**Fragmento del documento:**
El virus de la estupidez humana

Imagen de Pete Linforth en Pixabay

Si hay algún virus ante el que hay que estar alerta constantemente es el virus de la estupidez humana. Se propaga no sólo por tierra, mar y aire, sino a través de las ondas hertzianas, del cable de fibra óptica y vía satélite, para llegar a la mayoría de las personas y de sus hogares a través de la la televisión, la radio, los ordenadores y los denominados teléfonos 'inteligentes', que son utilizados para acceder a internet, a las redes sociales y a las aplicaciones dedicadas a organizar contactos virtuales.

El virus de la estupidez humana convierte lo normal en extraordinario y lo extraordinario en normal. Crea problemas donde no los hay y cuando aborda un problema real no lo soluciona, sino que lo desmiembra para aparentar que lo arregla, muchas veces de forma chapucera. Las diferentes partes del problema original cobran vida propia, hasta que cada pedazo genera un problema lo suficientemente grande para poder despiezarlo nuevamente, creando así un permanente círculo vicioso de contagios.

El individuo que padece la enfermedad no lo sabe y los demás tampoco lo detectan porque es asintomático en apariencia, por lo que va infectando a todo cuanto le rodea, de manera que las personas de su entorno inmediato quedan embobadas con la nueva realidad que perciben y así, paso a paso, decisión errónea a decisión errónea, se va propagando entre el conjunto de la sociedad.

El virus se manifiesta en episodios concretos, aunque éstos también pueden llegar a prolongarse en el tiempo y convertirse en crónicos. Los síntomas se aprecian sólo en los infectados más graves y consisten en una elevada autoestima y la creencia en una capacidad ilimitada para condicionar la vida de sus semejantes y adaptarla a sus visión particular de la realidad. Afecta por igual a todas las clases sociales, pero sus efectos más perniciosos recaen en las personas más pudientes y en las de mayor nivel académico, porque suelen ser consideradas como las de mayor éxito social o profesional y, por tanto, una referencia.

**Ejercicios:**
1. Copia el pasaje del texto sobre el virus de la estupidez humana que empieza con "Si hay algún" y sigue hasta "organizar contactos virtuales.", cambiando "televisión" por "prensa".
2. Responde a estas preguntas sobre el texto sobre el virus de la estupidez humana.
(a) ¿En qué consisten los síntomas de los infectados más graves?
(b) ¿Por qué los demás no detectan la enfermedad en quien la padece?
(c) ¿En qué personas recaen los efectos más perniciosos del virus?

**Registros de origen:**
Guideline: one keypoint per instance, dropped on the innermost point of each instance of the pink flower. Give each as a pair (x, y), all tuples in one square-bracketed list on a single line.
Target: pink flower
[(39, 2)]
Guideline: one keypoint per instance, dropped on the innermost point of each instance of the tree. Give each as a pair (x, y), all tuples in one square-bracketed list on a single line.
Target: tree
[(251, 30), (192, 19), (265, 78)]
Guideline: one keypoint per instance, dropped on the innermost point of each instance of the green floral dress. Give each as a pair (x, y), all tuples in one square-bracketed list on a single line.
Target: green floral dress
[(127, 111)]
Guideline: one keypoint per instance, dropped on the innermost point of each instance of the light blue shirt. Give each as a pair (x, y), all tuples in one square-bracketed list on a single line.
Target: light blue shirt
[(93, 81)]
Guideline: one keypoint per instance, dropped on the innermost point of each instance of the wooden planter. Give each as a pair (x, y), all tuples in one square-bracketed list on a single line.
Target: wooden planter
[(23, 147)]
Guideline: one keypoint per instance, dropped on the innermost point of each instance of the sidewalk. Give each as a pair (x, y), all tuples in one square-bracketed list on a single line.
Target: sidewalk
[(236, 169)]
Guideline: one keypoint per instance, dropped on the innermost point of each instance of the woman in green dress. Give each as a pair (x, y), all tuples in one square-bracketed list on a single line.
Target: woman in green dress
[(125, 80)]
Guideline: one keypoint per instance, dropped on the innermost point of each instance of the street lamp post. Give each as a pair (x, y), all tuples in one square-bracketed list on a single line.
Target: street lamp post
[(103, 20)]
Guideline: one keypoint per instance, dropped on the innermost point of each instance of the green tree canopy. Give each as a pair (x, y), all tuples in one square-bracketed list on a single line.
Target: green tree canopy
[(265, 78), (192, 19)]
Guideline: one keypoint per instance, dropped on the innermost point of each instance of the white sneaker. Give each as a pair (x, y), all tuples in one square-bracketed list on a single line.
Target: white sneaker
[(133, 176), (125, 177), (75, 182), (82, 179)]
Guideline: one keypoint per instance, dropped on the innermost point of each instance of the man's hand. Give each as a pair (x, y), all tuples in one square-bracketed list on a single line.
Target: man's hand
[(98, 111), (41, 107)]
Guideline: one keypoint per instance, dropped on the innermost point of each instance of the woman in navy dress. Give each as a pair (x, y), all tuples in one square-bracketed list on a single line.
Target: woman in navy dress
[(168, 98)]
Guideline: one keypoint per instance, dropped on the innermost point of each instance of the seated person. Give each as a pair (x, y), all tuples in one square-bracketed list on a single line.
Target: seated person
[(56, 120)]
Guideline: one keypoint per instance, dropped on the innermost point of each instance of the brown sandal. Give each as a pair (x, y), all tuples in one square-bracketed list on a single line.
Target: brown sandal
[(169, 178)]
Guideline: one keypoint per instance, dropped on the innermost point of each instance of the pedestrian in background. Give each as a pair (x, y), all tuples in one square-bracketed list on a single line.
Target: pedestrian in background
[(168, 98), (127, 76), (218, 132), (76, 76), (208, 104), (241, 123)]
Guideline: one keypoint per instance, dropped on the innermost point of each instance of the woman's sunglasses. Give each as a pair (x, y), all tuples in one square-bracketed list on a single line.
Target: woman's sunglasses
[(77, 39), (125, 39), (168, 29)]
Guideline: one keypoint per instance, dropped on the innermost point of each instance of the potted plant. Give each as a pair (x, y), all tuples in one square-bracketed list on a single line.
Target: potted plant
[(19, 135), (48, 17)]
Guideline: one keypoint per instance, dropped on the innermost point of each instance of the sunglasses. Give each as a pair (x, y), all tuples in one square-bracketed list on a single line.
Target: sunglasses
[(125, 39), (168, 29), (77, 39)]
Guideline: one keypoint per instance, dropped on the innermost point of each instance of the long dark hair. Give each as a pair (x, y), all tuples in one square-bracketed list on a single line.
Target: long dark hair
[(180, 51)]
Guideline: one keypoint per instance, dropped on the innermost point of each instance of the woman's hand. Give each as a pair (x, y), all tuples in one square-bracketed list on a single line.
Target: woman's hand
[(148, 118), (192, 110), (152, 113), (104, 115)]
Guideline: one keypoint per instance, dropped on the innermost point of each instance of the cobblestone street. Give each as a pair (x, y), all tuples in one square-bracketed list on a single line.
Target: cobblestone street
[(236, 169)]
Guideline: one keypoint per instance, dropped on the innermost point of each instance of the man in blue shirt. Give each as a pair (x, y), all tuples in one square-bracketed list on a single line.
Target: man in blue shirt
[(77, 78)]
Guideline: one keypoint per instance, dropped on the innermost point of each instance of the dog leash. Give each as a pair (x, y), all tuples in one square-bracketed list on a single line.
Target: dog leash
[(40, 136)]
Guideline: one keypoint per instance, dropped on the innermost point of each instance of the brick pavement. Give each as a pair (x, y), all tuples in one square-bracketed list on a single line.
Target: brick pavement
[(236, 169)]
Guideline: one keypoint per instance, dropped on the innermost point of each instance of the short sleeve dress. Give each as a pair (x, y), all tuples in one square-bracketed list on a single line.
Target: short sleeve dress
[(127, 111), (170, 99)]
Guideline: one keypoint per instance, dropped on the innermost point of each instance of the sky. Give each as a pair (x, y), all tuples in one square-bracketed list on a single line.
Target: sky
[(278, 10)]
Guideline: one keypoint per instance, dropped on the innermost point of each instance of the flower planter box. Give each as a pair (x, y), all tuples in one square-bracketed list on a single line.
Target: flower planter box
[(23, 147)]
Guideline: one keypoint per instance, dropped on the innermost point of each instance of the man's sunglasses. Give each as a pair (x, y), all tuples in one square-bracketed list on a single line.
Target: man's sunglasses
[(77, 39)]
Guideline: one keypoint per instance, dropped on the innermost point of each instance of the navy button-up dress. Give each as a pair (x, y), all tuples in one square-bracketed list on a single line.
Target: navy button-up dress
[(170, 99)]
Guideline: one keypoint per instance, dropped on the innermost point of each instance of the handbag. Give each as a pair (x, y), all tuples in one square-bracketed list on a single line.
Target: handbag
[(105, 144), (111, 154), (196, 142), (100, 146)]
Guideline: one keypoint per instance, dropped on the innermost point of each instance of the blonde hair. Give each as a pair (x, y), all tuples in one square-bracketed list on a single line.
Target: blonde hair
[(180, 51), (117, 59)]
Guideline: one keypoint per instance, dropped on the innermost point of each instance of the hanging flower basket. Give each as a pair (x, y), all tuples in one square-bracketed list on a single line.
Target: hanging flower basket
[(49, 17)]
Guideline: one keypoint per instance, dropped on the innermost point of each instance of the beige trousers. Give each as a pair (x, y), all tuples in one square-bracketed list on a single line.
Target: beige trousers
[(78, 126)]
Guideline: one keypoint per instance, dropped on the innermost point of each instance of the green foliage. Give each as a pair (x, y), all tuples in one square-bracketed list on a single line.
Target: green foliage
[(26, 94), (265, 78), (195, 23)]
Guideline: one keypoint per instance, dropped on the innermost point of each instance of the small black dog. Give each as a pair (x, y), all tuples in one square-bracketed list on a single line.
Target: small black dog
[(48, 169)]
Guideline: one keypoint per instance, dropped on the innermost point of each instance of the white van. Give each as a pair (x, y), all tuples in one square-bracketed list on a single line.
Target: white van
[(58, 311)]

**Soluciones:**
1.
Si hay algún virus ante el que hay que estar alerta constantemente es el virus de la estupidez humana. Se propaga no sólo por tierra, mar y aire, sino a través de las ondas hertzianas, del cable de fibra óptica y vía satélite, para llegar a la mayoría de las personas y de sus hogares a través de la la prensa, la radio, los ordenadores y los denominados teléfonos 'inteligentes', que son utilizados para acceder a internet, a las redes sociales y a las aplicaciones dedicadas a organizar contactos virtuales.

2.
(a) En una elevada autoestima y la creencia en una capacidad ilimitada para condicionar la vida de sus semejantes.
(b) Porque es asintomático en apariencia.
(c) En las personas más pudientes y en las de mayor nivel académico.